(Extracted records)
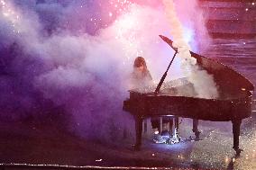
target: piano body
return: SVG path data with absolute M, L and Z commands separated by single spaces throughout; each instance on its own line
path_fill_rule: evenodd
M 160 37 L 172 47 L 170 40 L 164 36 Z M 187 95 L 177 96 L 169 94 L 168 90 L 160 91 L 157 94 L 130 91 L 130 98 L 123 101 L 123 110 L 134 116 L 136 130 L 134 147 L 140 149 L 144 118 L 174 115 L 193 119 L 193 131 L 197 137 L 199 135 L 197 120 L 232 121 L 233 148 L 239 155 L 242 150 L 239 148 L 240 126 L 242 120 L 251 114 L 251 95 L 254 87 L 248 79 L 227 66 L 194 52 L 191 52 L 191 56 L 197 59 L 197 65 L 213 75 L 218 86 L 219 97 L 206 99 Z M 186 85 L 184 87 L 186 88 Z

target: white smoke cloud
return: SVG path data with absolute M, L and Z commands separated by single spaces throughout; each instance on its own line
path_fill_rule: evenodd
M 163 0 L 167 18 L 170 25 L 170 32 L 173 35 L 174 47 L 178 49 L 178 56 L 182 58 L 181 70 L 188 80 L 194 85 L 197 97 L 217 98 L 218 91 L 212 75 L 206 71 L 200 70 L 197 59 L 191 57 L 190 48 L 184 39 L 182 24 L 177 16 L 173 0 Z
M 23 58 L 12 66 L 25 69 L 21 61 L 28 58 L 32 60 L 29 66 L 39 63 L 40 68 L 24 73 L 26 77 L 36 70 L 24 84 L 32 83 L 45 99 L 63 107 L 71 115 L 74 132 L 101 139 L 122 136 L 123 126 L 133 127 L 131 115 L 122 112 L 133 59 L 143 56 L 158 82 L 173 53 L 158 36 L 167 34 L 169 29 L 161 6 L 133 5 L 116 22 L 91 35 L 82 29 L 89 23 L 77 13 L 78 4 L 32 2 L 12 7 L 20 16 L 14 28 L 19 33 L 13 33 L 10 18 L 1 15 L 1 23 L 5 22 L 6 31 L 12 32 L 12 36 L 1 37 L 12 37 L 23 49 Z M 84 11 L 82 16 L 90 12 Z M 47 13 L 51 13 L 50 17 Z M 67 22 L 72 24 L 65 26 Z M 81 31 L 75 31 L 77 28 Z M 179 65 L 179 58 L 176 58 L 167 80 L 184 76 Z

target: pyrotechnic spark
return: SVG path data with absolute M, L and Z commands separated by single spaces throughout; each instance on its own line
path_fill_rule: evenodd
M 15 12 L 15 9 L 12 6 L 11 4 L 6 4 L 5 0 L 0 1 L 1 12 L 3 16 L 11 22 L 11 25 L 14 28 L 14 32 L 20 33 L 20 29 L 18 28 L 20 16 Z

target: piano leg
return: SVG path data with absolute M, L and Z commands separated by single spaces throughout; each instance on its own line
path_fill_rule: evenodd
M 199 139 L 200 131 L 198 130 L 198 120 L 193 119 L 193 130 L 192 131 L 195 133 L 196 140 Z
M 236 156 L 239 156 L 242 149 L 239 148 L 239 136 L 240 136 L 240 125 L 242 120 L 232 121 L 233 124 L 233 148 L 236 152 Z
M 135 150 L 140 150 L 142 145 L 142 116 L 135 116 L 135 130 L 136 130 L 136 143 L 134 145 Z

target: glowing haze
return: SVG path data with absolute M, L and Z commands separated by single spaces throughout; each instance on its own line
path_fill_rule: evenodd
M 2 117 L 37 116 L 58 106 L 70 115 L 69 130 L 100 139 L 116 139 L 125 124 L 133 127 L 122 111 L 133 59 L 143 56 L 158 82 L 173 54 L 158 36 L 175 38 L 161 2 L 0 0 L 0 4 Z M 194 38 L 207 40 L 204 24 L 178 13 L 201 13 L 197 1 L 176 11 L 186 42 L 201 49 Z M 202 21 L 201 14 L 193 17 Z M 175 60 L 167 80 L 186 76 L 180 61 Z M 197 72 L 190 77 L 196 76 Z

**Problem requirements:** Write out the lines of the listing above verbatim, everything from the line containing "target: pyrotechnic spark" down to the end of the listing, with both ends included.

**Finished task:**
target: pyrotechnic spark
return: SVG path data with absolute M, L and Z commands separated by single spaces throughout; each instance on its own line
path_fill_rule: evenodd
M 15 12 L 15 9 L 12 6 L 11 4 L 6 4 L 5 0 L 0 1 L 1 12 L 3 16 L 11 22 L 11 25 L 14 28 L 14 32 L 20 33 L 20 29 L 18 28 L 20 16 Z

target: piano leg
return: SVG path data with absolute M, L and Z commands separated by single spaces throughout; each instance on its own line
path_fill_rule: evenodd
M 199 139 L 200 131 L 198 130 L 198 120 L 193 119 L 193 130 L 192 131 L 195 133 L 196 140 Z
M 236 156 L 239 156 L 242 149 L 239 148 L 239 136 L 240 136 L 240 125 L 242 120 L 232 121 L 233 124 L 233 148 L 236 152 Z
M 135 150 L 140 150 L 142 145 L 142 116 L 135 116 L 135 130 L 136 130 L 136 143 L 134 145 Z

target: glowing haze
return: SVG path data with absolute M, L and Z commands separated by single spaces throughout; each instance on its own line
path_fill_rule: evenodd
M 2 117 L 37 116 L 58 106 L 70 115 L 69 130 L 100 139 L 116 139 L 125 124 L 133 127 L 122 111 L 133 59 L 143 56 L 158 82 L 173 54 L 158 36 L 175 38 L 161 2 L 0 0 L 0 4 Z M 194 38 L 207 40 L 204 24 L 178 13 L 201 13 L 197 1 L 176 11 L 186 42 L 201 49 Z M 202 21 L 201 14 L 193 17 Z M 175 60 L 167 80 L 186 76 L 180 61 Z M 197 72 L 190 77 L 196 76 Z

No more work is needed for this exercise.